◆ **REQUIREMENT**
Render every line of the entries below as a Markdown table with the columns Row and Line, numbering the rows and skipping blank lines. Leave out the pictures.

◆ **INFORMATION PROVIDED**
__________________________________________________

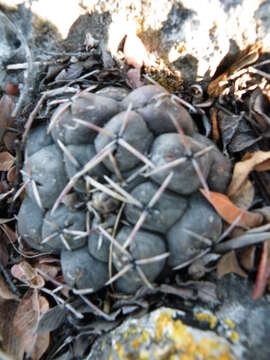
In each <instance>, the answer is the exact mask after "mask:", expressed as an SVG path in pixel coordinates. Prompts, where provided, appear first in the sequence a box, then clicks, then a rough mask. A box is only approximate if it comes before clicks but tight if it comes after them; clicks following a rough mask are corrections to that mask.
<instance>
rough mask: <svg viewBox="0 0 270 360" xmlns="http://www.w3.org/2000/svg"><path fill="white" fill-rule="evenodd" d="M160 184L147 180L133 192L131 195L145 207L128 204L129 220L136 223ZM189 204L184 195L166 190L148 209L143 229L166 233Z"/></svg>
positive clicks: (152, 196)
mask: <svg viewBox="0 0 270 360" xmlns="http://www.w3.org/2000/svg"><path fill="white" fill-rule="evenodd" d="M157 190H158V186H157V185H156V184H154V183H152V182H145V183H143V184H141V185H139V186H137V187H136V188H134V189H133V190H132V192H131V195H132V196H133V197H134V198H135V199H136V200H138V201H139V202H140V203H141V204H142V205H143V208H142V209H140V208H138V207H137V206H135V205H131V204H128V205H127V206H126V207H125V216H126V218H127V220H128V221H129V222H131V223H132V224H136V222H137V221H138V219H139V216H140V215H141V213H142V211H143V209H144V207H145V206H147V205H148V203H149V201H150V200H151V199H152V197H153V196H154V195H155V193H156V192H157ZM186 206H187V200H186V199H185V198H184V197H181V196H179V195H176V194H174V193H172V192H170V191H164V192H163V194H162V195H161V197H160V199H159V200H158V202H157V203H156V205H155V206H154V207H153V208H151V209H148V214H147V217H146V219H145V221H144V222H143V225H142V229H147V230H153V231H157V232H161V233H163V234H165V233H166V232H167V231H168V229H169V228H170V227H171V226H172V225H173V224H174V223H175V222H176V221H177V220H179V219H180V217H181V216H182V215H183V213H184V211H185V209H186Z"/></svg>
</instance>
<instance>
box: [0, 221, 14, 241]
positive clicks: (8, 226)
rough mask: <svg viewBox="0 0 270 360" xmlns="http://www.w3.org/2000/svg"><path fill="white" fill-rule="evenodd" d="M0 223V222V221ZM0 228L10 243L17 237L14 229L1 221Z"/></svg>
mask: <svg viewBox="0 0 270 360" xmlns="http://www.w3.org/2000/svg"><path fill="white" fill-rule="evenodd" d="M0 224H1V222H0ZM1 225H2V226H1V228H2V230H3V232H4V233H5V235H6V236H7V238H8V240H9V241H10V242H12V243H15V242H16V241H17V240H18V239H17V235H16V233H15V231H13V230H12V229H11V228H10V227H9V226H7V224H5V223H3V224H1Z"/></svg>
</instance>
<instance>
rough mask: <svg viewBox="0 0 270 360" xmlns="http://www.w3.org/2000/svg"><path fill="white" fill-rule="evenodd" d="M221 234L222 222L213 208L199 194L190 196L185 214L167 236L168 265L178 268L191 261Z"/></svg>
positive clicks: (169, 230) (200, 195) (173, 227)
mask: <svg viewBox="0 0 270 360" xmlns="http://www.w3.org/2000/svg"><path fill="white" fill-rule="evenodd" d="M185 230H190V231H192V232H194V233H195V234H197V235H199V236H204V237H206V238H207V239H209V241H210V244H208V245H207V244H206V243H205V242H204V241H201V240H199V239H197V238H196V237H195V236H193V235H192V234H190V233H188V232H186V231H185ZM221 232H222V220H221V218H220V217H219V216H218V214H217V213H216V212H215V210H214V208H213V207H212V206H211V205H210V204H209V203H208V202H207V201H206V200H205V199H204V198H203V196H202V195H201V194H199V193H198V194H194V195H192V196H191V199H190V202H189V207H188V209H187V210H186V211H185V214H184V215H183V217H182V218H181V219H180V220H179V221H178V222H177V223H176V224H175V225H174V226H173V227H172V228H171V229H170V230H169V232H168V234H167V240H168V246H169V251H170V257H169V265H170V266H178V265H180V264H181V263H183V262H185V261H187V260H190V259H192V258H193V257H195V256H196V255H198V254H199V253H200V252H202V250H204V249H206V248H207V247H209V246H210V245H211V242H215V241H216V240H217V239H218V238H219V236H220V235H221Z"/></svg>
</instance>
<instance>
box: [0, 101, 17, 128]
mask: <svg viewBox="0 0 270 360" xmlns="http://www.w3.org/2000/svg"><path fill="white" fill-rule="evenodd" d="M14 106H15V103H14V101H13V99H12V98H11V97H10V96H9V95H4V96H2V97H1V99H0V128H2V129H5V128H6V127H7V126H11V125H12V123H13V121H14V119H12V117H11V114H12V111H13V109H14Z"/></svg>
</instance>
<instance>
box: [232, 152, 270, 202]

__________________________________________________

◆ **EXPECTED ANSWER**
| Row | Line |
|---|---|
| 1 | In each <instance>, the answer is the exact mask after "mask:", expressed as an SVG path in pixel coordinates. Prompts, where provided, appear first in the sequence a box, then clicks, then a rough mask. A box is only approximate if it comes before clicks but tight if it comes after them; clicks following a rough mask are corrections to that mask. |
| 2 | <instance> |
| 3 | rough mask: <svg viewBox="0 0 270 360" xmlns="http://www.w3.org/2000/svg"><path fill="white" fill-rule="evenodd" d="M160 184L147 180L133 192L131 195L145 207L128 204L129 220L136 223ZM189 204L184 195L166 190L148 209L143 229L166 233Z"/></svg> |
| 4 | positive clicks: (152, 196) |
| 5 | mask: <svg viewBox="0 0 270 360" xmlns="http://www.w3.org/2000/svg"><path fill="white" fill-rule="evenodd" d="M157 190H158V186H157V185H156V184H154V183H152V182H145V183H143V184H141V185H139V186H137V187H136V188H134V189H133V190H132V192H131V195H132V196H133V197H134V198H135V199H136V200H138V201H139V202H140V203H141V204H142V205H143V208H142V209H140V208H138V207H137V206H135V205H131V204H128V205H127V206H126V207H125V216H126V218H127V220H128V221H129V222H131V223H132V224H136V222H137V221H138V219H139V216H140V215H141V213H142V211H143V209H144V207H145V206H147V205H148V203H149V201H150V200H151V199H152V197H153V196H154V195H155V193H156V192H157ZM186 206H187V200H186V199H185V198H184V197H181V196H179V195H176V194H174V193H172V192H170V191H164V192H163V194H162V195H161V197H160V199H159V200H158V202H157V203H156V205H155V206H154V207H153V208H151V209H148V214H147V217H146V219H145V221H144V222H143V225H142V229H147V230H153V231H157V232H161V233H163V234H165V233H166V232H167V231H168V229H169V228H170V227H171V226H172V225H173V224H174V223H175V222H176V221H177V220H179V219H180V217H181V216H182V215H183V213H184V211H185V209H186Z"/></svg> |
| 6 | </instance> |
| 7 | <instance> |
| 8 | box: [0, 221, 14, 241] |
| 9 | positive clicks: (8, 226) |
| 10 | rough mask: <svg viewBox="0 0 270 360" xmlns="http://www.w3.org/2000/svg"><path fill="white" fill-rule="evenodd" d="M0 223V222V221ZM0 228L10 243L17 237L14 229L1 221Z"/></svg> |
| 11 | mask: <svg viewBox="0 0 270 360" xmlns="http://www.w3.org/2000/svg"><path fill="white" fill-rule="evenodd" d="M0 224H1V222H0ZM1 225H2V226H1V228H2V230H3V232H4V233H5V235H6V236H7V238H8V240H9V241H10V242H12V243H15V242H16V241H17V240H18V239H17V235H16V233H15V231H13V230H12V229H11V228H10V227H9V226H7V224H5V223H3V224H1Z"/></svg> |
| 12 | </instance> |
| 13 | <instance> |
| 14 | rough mask: <svg viewBox="0 0 270 360" xmlns="http://www.w3.org/2000/svg"><path fill="white" fill-rule="evenodd" d="M221 234L222 222L213 208L199 194L190 196L185 214L167 236L168 265L178 268L191 261Z"/></svg> |
| 15 | positive clicks: (169, 230) (200, 195) (173, 227) |
| 16 | mask: <svg viewBox="0 0 270 360" xmlns="http://www.w3.org/2000/svg"><path fill="white" fill-rule="evenodd" d="M185 230H190V231H192V232H194V233H195V234H197V235H199V236H204V237H206V238H207V239H209V241H210V244H208V245H207V244H206V243H205V242H204V241H201V240H199V239H197V238H196V237H195V236H193V235H192V234H190V233H188V232H186V231H185ZM221 232H222V220H221V218H220V217H219V216H218V214H217V213H216V212H215V210H214V208H213V207H212V206H211V205H210V204H209V203H208V202H207V201H206V200H205V199H204V198H203V196H202V195H201V194H199V193H198V194H194V195H192V196H191V199H190V202H189V207H188V209H187V210H186V211H185V214H184V215H183V217H182V218H181V219H180V220H179V221H178V222H177V223H176V224H175V225H174V226H173V227H172V228H171V229H170V230H169V232H168V234H167V240H168V246H169V251H170V257H169V265H170V266H178V265H180V264H181V263H183V262H185V261H187V260H190V259H192V258H193V257H195V256H196V255H198V254H199V253H200V252H202V250H204V249H206V248H207V247H209V246H210V245H211V242H215V241H216V240H217V239H218V238H219V236H220V235H221Z"/></svg> |
| 17 | </instance> |
| 18 | <instance> |
| 19 | box: [0, 101, 17, 128] |
| 20 | mask: <svg viewBox="0 0 270 360" xmlns="http://www.w3.org/2000/svg"><path fill="white" fill-rule="evenodd" d="M14 106H15V103H14V101H13V99H12V98H11V97H10V96H9V95H4V96H2V97H1V99H0V128H2V129H5V128H6V127H7V126H11V125H12V123H13V121H14V119H12V117H11V114H12V111H13V109H14Z"/></svg> |
| 21 | </instance> |
| 22 | <instance> |
| 23 | box: [232, 152, 270, 202] |